▸ PASSAGE
━━━━━━━━━━━━━━━━

In the development of its institutions America can fairly claim that it has remained true to the principles which were declared 150 years ago. In all the essentials we have achieved an equality which was never possessed by any other people. Even in the less important matter of material possessions we have secured a wider and wider distribution of wealth. The rights of the individual are held sacred and protected by constitutional guaranties, which even the Government itself is bound not to violate. If there is any one thing among us that is established beyond question, it is self government; the right of the people to rule. If there is any failure in respect to any of these principles, it is because there is a failure on the part of individuals to observe them. We hold that the duly authorized expression of the will of the people has a divine sanction. But even in that we come back to the theory of John Wise that "Democracy is Christ's government". The ultimate sanction of law rests on the righteous authority of the Almighty.

On an occasion like this a great temptation exists to present evidence of the practical success of our form of democratic republic at home and the ever broadening acceptance it is securing abroad. Although these things are well known, their frequent consideration is an encouragement and an inspiration. But it is not results and effects so much as sources and causes that I believe it is even more necessary constantly to contemplate. Ours is a government of the people. It represents their will. Its officers may sometimes go astray, but that is not a reason for criticizing the principles of our institutions. The real heart of the American Government depends upon the heart of the people. It is from that source that we must look for all genuine reform. It is to that cause that we must ascribe all our results.

It was in the contemplation of these truths that the fathers made their declaration and adopted their Constitution. It was to establish a free government, which must not be permitted to degenerate into the unrestrained authority of a mere majority or the unbridled weight of a mere influential few. They undertook the balance these interests against each other and provide the three separate independent branches, the executive, the legislative, and the judicial departments of the Government, with checks against each other in order that neither one might encroach upon the other. These are our guaranties of liberty. As a result of these methods enterprise has been duly protected from confiscation, the people have been free from oppression, and there has been an ever broadening and deepening of the humanities of life.

━━━━━━━━━━━━━━━━

▸ RECORDED INFORMATION
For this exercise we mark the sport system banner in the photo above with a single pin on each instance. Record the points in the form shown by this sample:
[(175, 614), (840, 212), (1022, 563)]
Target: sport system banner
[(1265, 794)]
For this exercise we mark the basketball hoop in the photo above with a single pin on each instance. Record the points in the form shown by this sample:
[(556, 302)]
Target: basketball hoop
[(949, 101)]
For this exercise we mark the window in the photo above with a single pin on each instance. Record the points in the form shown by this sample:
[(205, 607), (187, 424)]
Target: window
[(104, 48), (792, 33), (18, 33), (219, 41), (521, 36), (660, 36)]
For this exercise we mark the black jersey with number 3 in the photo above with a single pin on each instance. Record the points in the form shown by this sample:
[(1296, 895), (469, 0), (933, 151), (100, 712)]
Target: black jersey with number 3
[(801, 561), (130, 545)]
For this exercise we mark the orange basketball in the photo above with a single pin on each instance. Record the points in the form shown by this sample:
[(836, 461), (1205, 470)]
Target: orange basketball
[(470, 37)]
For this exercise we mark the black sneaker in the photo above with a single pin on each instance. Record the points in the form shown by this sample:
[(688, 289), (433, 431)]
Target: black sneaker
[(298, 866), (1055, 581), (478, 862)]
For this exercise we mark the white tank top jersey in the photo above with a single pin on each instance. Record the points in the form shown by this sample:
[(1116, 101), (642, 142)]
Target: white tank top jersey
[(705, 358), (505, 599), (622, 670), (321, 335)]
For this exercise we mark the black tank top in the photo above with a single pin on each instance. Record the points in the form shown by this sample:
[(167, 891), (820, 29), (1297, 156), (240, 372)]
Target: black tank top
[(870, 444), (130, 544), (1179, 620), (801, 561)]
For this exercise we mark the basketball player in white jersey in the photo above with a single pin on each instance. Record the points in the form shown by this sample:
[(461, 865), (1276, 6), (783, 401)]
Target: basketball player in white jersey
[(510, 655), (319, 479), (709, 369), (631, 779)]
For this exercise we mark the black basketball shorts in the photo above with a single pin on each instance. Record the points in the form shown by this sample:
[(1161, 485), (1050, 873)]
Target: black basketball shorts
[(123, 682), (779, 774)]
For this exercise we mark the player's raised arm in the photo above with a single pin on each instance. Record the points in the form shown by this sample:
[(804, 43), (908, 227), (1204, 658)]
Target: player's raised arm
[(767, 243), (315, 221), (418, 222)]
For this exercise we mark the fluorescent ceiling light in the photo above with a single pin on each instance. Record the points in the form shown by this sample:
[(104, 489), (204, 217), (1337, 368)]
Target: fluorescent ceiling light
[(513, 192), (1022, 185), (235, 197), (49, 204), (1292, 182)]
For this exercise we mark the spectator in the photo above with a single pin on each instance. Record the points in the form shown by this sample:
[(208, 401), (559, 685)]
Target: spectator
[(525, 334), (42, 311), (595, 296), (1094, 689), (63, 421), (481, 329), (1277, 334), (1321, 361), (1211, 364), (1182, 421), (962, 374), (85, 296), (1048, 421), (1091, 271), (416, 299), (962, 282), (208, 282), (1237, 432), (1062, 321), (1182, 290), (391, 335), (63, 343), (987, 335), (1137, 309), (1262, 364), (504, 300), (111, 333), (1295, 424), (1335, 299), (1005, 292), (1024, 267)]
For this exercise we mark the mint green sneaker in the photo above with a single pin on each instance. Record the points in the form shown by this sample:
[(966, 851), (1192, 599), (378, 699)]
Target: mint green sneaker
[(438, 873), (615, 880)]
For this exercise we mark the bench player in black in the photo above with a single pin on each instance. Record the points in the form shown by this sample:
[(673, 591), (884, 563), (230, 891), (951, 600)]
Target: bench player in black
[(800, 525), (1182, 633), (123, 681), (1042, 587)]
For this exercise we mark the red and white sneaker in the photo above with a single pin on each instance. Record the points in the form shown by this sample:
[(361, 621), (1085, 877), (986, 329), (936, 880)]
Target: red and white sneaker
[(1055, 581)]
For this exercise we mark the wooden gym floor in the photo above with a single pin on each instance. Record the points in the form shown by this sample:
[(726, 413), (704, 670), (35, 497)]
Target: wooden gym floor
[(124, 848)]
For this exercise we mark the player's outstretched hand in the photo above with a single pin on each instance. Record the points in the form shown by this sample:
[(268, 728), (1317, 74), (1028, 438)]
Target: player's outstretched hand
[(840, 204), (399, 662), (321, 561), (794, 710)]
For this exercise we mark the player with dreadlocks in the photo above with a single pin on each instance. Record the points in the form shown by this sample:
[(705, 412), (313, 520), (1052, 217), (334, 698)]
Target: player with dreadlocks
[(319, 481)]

━━━━━━━━━━━━━━━━

▸ SET EXERCISE 1
According to the passage, what three branches of the Government did the fathers provide?
▸ SET EXERCISE 2
Please copy the passage word for word, starting at "It was in the" and ending at "humanities of life.".
▸ SET EXERCISE 3
For each statement below, answer yes or no as to whether it agrees with the passage, and quote the words from the passage that decide it.
(a) The Government itself is bound not to violate the constitutional guaranties of individual rights.
(b) The principles were declared 200 years ago.
(c) Officers going astray is a reason for criticizing the principles of the institutions.

▸ CORRECT RESPONSE 1
The executive, the legislative, and the judicial departments.

▸ CORRECT RESPONSE 2
It was in the contemplation of these truths that the fathers made their declaration and adopted their Constitution. It was to establish a free government, which must not be permitted to degenerate into the unrestrained authority of a mere majority or the unbridled weight of a mere influential few. They undertook the balance these interests against each other and provide the three separate independent branches, the executive, the legislative, and the judicial departments of the Government, with checks against each other in order that neither one might encroach upon the other. These are our guaranties of liberty. As a result of these methods enterprise has been duly protected from confiscation, the people have been free from oppression, and there has been an ever broadening and deepening of the humanities of life.

▸ CORRECT RESPONSE 3
(a) Yes: "The rights of the individual are held sacred and protected by constitutional guaranties, which even the Government itself is bound not to violate."
(b) No: "the principles which were declared 150 years ago"
(c) No: "Its officers may sometimes go astray, but that is not a reason for criticizing the principles of our institutions."